• _Provided passage_:
▼▼▼

From: Maxime Coquelin <maxime.coquelin@redhat.com>
To: "Wang, Xiao W" <xiao.w.wang@intel.com>,
"Bie, Tiwei" <tiwei.bie@intel.com>
Cc: "alejandro.lucero@netronome.com" <alejandro.lucero@netronome.com>,
"dev@dpdk.org" <dev@dpdk.org>,
"Wang, Zhihong" <zhihong.wang@intel.com>,
"Ye, Xiaolong" <xiaolong.ye@intel.com>
Subject: Re: [dpdk-dev] [PATCH v4 09/10] net/ifc: support SW assisted VDPA live migration
Date: Mon, 17 Dec 2018 12:08:44 +0100 [thread overview]
Message-ID: <fb9d77cf-0001-3b9c-bd17-c0dccbfe9733@redhat.com> (raw)

▲▲▲

• _Exercise set_:
**a.** In the email header on the VDPA live migration patch, list every email address in the From, To and Cc lines.
**b.** Continue the email header on the VDPA live migration patch from the point where it stops.

• _Records shown_:
▼▼▼

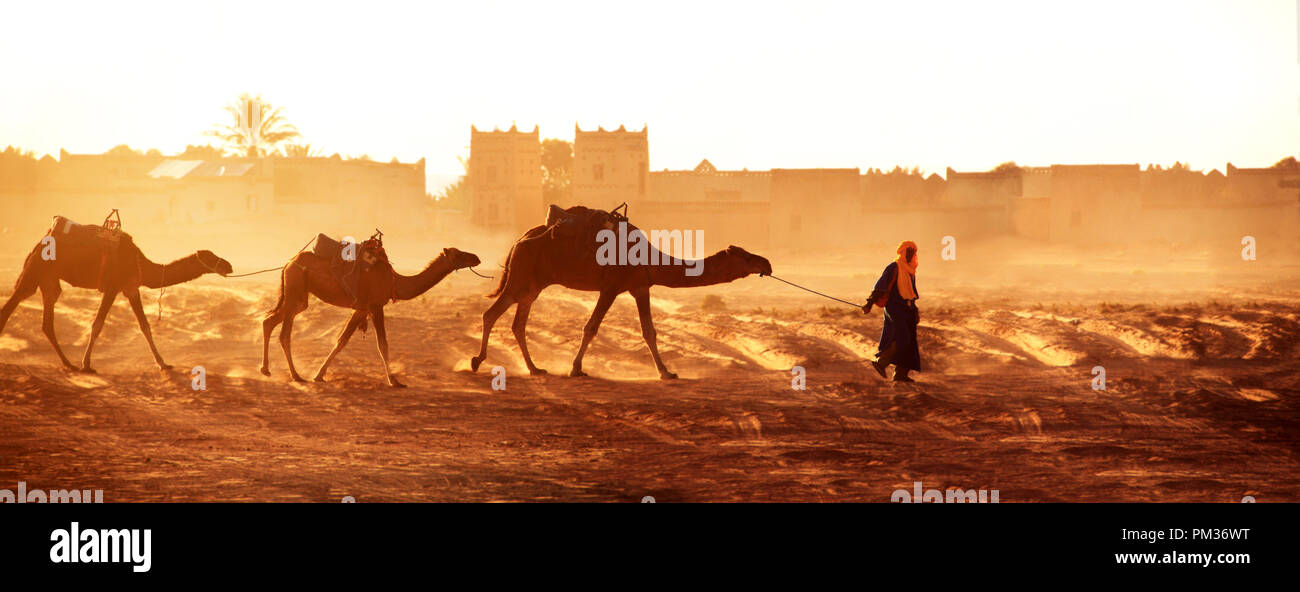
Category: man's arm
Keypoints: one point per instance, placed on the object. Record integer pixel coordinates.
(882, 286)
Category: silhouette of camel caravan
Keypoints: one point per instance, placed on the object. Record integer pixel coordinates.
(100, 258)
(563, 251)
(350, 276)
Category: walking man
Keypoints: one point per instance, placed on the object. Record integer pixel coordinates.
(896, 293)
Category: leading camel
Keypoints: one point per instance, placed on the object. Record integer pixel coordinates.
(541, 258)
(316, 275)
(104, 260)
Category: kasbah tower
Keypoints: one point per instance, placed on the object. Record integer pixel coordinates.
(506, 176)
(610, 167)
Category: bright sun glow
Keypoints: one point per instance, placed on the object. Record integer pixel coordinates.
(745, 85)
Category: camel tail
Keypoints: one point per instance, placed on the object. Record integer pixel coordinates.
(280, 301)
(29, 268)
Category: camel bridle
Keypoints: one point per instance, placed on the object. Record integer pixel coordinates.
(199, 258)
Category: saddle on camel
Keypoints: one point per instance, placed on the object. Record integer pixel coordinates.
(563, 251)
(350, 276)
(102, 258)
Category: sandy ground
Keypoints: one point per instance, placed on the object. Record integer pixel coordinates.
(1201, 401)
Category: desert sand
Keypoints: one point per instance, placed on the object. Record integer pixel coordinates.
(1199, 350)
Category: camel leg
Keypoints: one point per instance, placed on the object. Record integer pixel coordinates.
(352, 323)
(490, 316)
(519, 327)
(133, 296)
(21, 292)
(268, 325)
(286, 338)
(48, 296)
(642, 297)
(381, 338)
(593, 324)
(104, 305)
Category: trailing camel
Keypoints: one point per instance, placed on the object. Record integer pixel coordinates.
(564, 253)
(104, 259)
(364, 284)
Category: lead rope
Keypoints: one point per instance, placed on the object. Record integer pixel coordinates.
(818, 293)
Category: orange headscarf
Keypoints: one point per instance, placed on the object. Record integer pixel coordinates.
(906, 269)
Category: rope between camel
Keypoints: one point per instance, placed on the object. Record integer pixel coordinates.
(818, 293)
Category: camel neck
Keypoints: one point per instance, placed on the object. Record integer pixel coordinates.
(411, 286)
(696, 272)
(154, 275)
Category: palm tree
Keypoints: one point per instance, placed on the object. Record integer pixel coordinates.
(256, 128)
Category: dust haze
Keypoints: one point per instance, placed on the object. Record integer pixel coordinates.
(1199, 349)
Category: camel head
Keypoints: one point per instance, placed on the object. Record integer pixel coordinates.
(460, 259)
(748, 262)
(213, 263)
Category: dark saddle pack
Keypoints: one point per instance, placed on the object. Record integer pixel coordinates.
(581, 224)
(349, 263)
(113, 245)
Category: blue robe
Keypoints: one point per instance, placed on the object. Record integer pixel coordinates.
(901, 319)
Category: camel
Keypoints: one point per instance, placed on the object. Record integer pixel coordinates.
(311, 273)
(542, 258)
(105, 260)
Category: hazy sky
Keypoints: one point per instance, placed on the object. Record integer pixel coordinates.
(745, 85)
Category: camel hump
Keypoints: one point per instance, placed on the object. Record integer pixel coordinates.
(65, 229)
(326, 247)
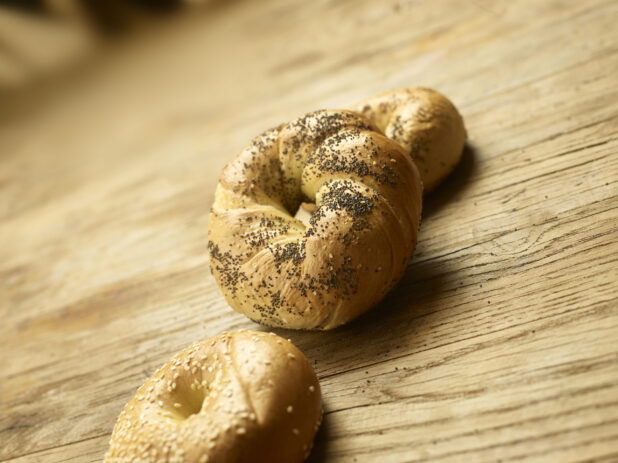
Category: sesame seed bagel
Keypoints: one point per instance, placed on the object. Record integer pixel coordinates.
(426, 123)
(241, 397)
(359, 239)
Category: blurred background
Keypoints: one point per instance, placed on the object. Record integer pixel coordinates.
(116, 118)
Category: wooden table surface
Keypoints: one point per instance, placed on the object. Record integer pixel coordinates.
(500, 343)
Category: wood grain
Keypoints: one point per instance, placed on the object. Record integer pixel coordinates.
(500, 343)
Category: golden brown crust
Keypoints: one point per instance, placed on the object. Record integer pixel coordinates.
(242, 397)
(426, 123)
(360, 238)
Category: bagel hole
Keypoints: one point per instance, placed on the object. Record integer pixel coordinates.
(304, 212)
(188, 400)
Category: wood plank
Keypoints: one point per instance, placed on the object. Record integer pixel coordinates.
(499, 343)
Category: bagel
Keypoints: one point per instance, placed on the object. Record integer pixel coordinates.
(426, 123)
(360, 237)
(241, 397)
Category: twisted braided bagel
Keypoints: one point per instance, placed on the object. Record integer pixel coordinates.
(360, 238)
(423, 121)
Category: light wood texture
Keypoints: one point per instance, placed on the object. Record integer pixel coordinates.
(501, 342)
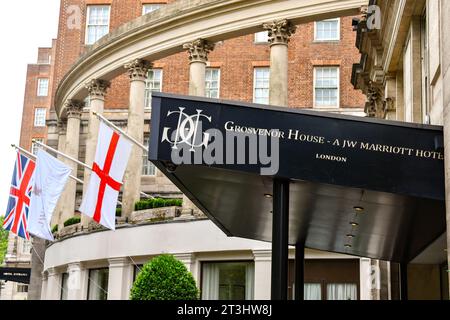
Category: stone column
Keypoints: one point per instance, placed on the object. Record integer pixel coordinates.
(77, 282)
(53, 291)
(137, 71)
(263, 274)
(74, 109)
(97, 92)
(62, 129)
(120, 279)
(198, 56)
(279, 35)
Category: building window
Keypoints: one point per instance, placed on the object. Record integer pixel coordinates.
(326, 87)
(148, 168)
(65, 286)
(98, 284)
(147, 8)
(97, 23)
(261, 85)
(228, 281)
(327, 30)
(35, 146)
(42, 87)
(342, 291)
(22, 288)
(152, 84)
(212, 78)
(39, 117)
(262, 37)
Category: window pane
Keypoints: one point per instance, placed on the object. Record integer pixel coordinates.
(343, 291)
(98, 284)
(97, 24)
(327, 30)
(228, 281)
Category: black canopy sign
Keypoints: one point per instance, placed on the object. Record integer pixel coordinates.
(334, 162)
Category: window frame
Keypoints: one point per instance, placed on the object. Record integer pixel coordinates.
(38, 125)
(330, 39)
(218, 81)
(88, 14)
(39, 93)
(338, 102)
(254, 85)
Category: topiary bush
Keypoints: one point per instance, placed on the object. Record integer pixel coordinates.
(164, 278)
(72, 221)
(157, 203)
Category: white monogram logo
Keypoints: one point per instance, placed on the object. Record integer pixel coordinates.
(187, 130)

▲▲▲
▼▼▼

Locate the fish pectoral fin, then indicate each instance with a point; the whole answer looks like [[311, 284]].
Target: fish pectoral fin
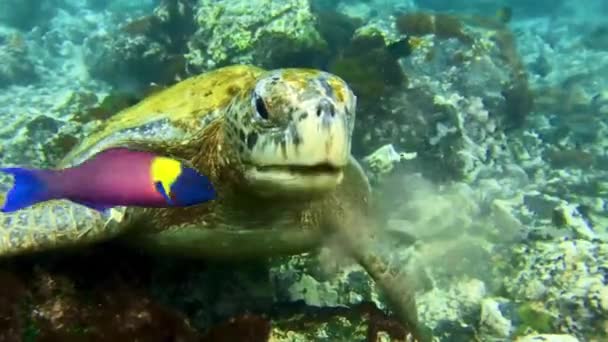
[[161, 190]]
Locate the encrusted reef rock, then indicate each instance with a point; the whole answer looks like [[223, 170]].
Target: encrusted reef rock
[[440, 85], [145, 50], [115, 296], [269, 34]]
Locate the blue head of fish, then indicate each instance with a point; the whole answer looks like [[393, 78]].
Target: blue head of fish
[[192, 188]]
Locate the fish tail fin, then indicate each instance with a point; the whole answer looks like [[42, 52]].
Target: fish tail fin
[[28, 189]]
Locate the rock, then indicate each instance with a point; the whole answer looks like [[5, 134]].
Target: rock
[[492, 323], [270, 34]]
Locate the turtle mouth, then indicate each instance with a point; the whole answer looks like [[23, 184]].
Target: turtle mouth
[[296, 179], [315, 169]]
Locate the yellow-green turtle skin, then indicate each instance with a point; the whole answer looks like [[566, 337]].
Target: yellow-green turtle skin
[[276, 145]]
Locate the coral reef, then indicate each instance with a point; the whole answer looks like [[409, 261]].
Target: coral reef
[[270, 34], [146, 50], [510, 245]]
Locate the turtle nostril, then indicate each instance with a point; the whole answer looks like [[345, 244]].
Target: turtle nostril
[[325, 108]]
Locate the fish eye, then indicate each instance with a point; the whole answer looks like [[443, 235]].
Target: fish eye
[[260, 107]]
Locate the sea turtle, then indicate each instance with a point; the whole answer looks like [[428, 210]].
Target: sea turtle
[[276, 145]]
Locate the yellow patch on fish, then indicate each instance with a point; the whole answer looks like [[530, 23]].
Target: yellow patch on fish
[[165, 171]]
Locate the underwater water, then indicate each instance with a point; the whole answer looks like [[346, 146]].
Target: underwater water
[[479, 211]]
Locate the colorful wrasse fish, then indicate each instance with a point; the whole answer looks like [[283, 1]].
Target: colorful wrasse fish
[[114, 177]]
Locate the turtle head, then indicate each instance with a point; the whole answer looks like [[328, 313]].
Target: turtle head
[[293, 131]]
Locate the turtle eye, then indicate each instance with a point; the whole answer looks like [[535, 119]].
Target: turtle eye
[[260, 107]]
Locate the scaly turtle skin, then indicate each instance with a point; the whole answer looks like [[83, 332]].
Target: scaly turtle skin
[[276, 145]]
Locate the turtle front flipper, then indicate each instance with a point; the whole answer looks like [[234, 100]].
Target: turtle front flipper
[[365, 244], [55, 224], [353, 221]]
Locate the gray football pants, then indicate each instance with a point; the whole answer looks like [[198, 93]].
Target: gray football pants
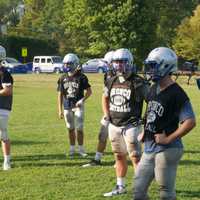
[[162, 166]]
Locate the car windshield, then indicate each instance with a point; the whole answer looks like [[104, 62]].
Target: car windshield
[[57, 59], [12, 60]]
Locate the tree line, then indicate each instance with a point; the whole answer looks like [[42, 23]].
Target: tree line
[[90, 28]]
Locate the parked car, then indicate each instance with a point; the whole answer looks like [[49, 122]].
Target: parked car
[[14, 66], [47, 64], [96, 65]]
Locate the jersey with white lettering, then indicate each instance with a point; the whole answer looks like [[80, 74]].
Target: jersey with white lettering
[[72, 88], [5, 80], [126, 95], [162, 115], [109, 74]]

▲▲▲

• _Results in order_:
**a.**
maxime.coquelin@redhat.com
xiao.w.wang@intel.com
tiwei.bie@intel.com
alejandro.lucero@netronome.com
dev@dpdk.org
zhihong.wang@intel.com
xiaolong.ye@intel.com

**b.**
In-Reply-To: <B7F2E978279D1D49A3034B7786DACF407A4BAD6C@SHSMSX101.ccr.corp.intel.com>
On 12/17/18 10:12 AM, Wang, Xiao W wrote:
> Hi Maxime,
>
>> -----Original Message-----
>> From: Maxime Coquelin [mailto:maxime.coquelin@redhat.com]
>> Sent: Sunday, December 16, 2018 1:35 AM
>> To: Wang, Xiao W <xiao.w.wang@intel.com>; Bie, Tiwei <tiwei.bie@intel.com>
>> Cc: alejandro.lucero@netronome.com; dev@dpdk.org; Wang, Zhihong
>> <zhihong.wang@intel.com>; Ye, Xiaolong <xiaolong.ye@intel.com>
>> Subject: Re: [PATCH v4 09/10] net/ifc: support SW assisted VDPA live migration
>>
>>
>>
>> On 12/14/18 10:16 PM, Xiao Wang wrote:
>>> In SW assisted live migration mode, driver will stop the device and
>>> setup a mediate virtio ring to relay the communication between the
>>> virtio driver and the VDPA device.
>>>
>>> This data path intervention will allow SW to help on guest dirty page
>>> logging for live migration.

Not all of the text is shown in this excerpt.